- [Work to be completed]:
Copy out every one of the rows below, swapping each "photo" for "image" and keeping everything else the same. Leave the pictures out of your copy.

[Photo-based point labeling rows]

▬▬▬▬▬▬

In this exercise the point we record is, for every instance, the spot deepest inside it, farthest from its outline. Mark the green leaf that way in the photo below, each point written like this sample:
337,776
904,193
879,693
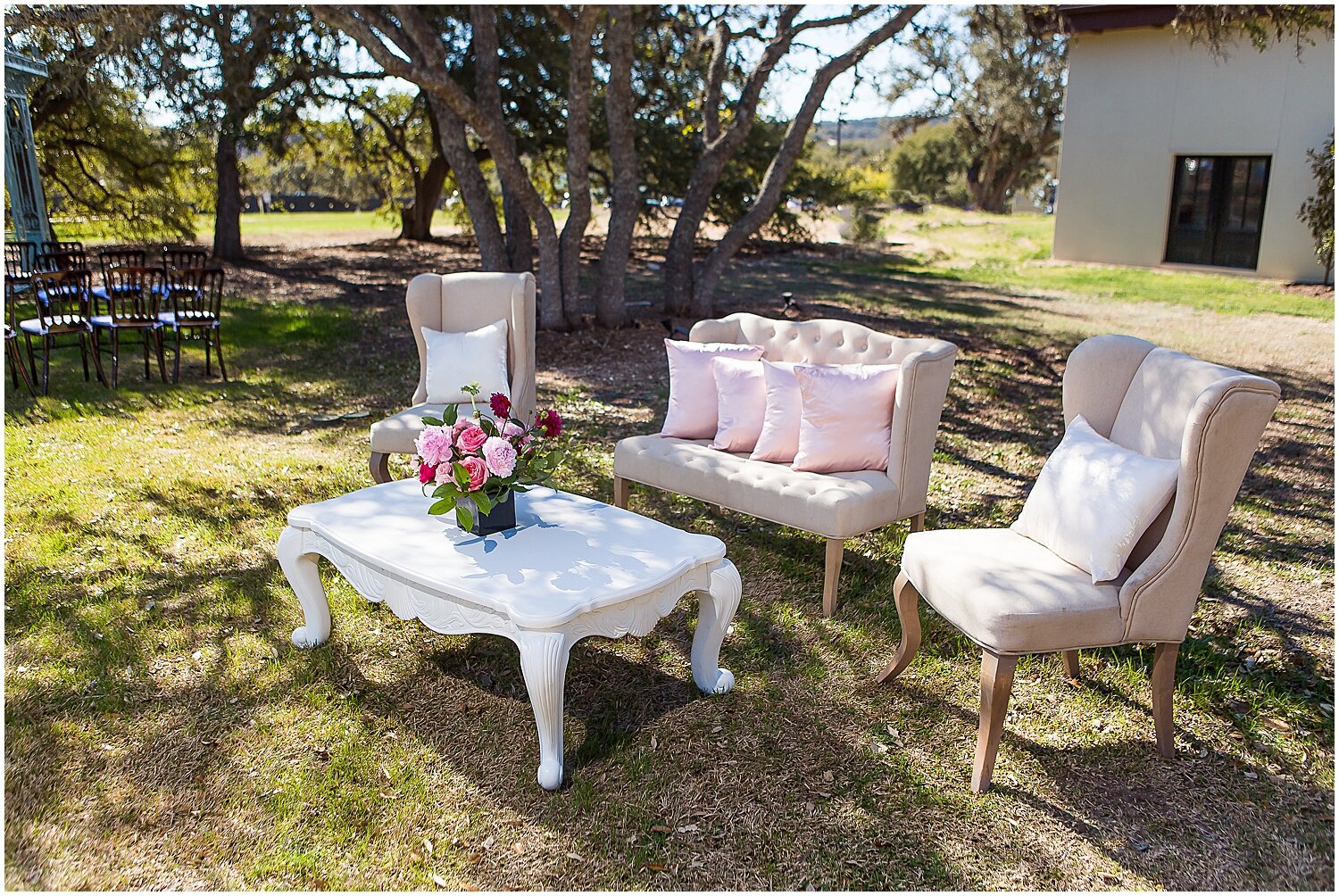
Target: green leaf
482,502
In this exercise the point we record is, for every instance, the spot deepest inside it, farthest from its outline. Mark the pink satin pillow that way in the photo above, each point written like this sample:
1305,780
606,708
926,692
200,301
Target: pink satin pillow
779,436
846,417
693,388
741,403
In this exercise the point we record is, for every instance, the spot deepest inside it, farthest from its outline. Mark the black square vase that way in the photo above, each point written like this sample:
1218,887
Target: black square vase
501,519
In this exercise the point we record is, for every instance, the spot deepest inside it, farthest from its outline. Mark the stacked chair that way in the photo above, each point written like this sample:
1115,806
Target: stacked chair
149,300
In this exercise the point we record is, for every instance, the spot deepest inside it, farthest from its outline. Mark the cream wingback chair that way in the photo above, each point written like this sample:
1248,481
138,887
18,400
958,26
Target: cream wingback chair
1014,596
835,505
460,303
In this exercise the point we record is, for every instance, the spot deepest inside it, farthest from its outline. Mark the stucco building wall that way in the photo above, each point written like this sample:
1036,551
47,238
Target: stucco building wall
1140,96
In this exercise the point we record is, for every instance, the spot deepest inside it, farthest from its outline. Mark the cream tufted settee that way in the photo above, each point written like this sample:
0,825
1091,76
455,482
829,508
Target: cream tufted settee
835,505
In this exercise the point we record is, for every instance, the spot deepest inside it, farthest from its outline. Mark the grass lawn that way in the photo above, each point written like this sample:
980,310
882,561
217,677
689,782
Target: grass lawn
161,732
1014,252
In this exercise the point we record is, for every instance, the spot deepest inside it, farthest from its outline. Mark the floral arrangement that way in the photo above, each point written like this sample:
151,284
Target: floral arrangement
478,461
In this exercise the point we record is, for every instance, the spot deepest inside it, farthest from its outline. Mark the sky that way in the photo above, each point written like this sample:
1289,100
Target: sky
860,93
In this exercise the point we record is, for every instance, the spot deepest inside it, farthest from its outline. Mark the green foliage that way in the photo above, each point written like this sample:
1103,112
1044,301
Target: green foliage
927,162
104,168
999,77
1319,211
1218,26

▬▬▬▬▬▬

- [Answer to this task]:
In this exercise the point we record is, for every instance, the spot deepest inside it, farthest from its outline. Mark the green leaf that way in the image below, each point written like this sample:
337,776
904,193
879,693
Target: green leaf
482,502
In this exercise the point we record is, for every instance, the spot deepest inside it, farthest from its outline. Mark the pink satin pillow that way in the image above, each point written like this sample:
1305,780
606,708
926,692
200,301
Target: pink satin pillow
779,436
846,417
693,388
741,403
In this exercise the point we record is, for every instance, the spot deepest inside it, farthest from its outline. Mark the black square vase that way in the image above, each point written like this sample:
1218,887
Target: black square vase
501,519
In this exercise the point we record is, for every instance, the spot deepest inside it, farthest from its outline. Mark the stacked chair that way in the image above, each point written like this sample:
1115,806
Target: stacked chair
149,300
In this exercise the point we record is, for every instance, the spot deepest inside it, farthest from its outline. Mark the cream wingback chair that way in the image above, each point written like this sample:
1248,481
138,887
18,400
958,26
Target: cream wingback chair
1014,596
835,505
460,303
In this exercise the point we record is, for every instance, the spot deepest inside it, farthest from its outline. Mark the stucco building wall that way in the image above, each point written like this sample:
1036,551
47,238
Target: stucco building wall
1140,96
In this exercise the point we record is, for every instance, the spot deepest inside it, farthest from its outline. Mark the cream tufted settee that way in the image above, each point written like this sample:
0,825
1091,76
455,482
829,508
Target: cream tufted settee
835,505
In this exercise the point we record is, for every instance, the spot deepest inside it, farthest from its outline. Mark the grass lawn that way in the image above, each point written like this sample:
980,310
882,561
217,677
689,782
Target: grass lawn
161,732
1014,252
In this exercise the point we record is, for every instance, the spot deepest inside it, farthest from its outline. Mark the floral arrangement that way in the image above, each point written like this sample:
151,284
Target: floral arrangement
478,461
In this exercise the point we record is, for every instance, the spot deepest inside it, farthest from its outline. Mark the sky that way in the image above, each point written like this sample:
1289,100
Target: sky
860,93
In this exercise the point we record is, for every instance, the spot deepest inside it, farthest from its outline. Mark the green foliage that way in the image above, each point written like this sample:
1103,112
1044,301
Target: green foliage
927,162
104,168
999,77
1319,211
1218,26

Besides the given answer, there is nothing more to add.